Supplied records:
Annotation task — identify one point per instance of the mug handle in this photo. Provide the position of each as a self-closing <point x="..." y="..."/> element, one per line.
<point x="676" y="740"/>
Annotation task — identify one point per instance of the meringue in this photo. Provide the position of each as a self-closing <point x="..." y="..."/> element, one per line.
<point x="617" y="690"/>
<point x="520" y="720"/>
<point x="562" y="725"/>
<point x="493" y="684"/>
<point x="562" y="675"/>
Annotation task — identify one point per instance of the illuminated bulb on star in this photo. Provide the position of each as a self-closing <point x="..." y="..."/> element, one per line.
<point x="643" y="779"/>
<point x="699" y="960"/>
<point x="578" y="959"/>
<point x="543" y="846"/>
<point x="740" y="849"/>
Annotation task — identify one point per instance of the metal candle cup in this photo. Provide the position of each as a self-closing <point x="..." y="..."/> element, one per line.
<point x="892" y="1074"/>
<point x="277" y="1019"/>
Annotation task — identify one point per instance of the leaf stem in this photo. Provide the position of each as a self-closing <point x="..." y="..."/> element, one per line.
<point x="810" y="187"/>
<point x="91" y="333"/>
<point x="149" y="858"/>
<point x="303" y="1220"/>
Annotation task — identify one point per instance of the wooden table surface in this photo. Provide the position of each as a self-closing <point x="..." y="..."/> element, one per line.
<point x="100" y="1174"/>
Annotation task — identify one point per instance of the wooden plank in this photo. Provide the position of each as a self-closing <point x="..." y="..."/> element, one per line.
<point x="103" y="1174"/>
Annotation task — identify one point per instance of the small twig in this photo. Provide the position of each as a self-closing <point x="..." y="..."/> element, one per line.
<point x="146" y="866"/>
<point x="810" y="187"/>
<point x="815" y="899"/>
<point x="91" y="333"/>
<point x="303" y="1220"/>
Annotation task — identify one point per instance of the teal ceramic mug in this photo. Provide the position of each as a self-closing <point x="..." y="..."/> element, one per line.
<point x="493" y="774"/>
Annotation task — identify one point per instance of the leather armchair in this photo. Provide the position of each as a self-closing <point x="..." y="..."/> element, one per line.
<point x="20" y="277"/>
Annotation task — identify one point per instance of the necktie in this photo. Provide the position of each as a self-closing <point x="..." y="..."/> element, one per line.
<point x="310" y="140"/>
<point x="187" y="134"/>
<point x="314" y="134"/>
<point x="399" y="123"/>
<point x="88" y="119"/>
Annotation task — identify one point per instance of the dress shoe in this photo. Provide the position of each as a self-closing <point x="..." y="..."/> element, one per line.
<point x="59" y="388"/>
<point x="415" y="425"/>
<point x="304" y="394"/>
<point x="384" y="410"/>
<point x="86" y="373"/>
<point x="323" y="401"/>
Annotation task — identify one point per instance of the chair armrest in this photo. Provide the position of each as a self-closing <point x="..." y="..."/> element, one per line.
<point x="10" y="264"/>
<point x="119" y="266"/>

Directions for this task: Print the lines above verbatim, from the line containing "Annotation task — identify one point per instance of the dress" through the last line, both included.

The answer:
Annotation task — identify one point per instance of the dress shoe in this photo. Provide the position of each as a self-closing <point x="..." y="..."/> element, one per line.
<point x="59" y="388"/>
<point x="415" y="425"/>
<point x="304" y="394"/>
<point x="384" y="410"/>
<point x="86" y="373"/>
<point x="323" y="401"/>
Annotation task — identify one point per instance of the chair armrest in this photo. Provide the position of each as a self-closing <point x="..." y="..."/> element, one per line.
<point x="10" y="264"/>
<point x="119" y="266"/>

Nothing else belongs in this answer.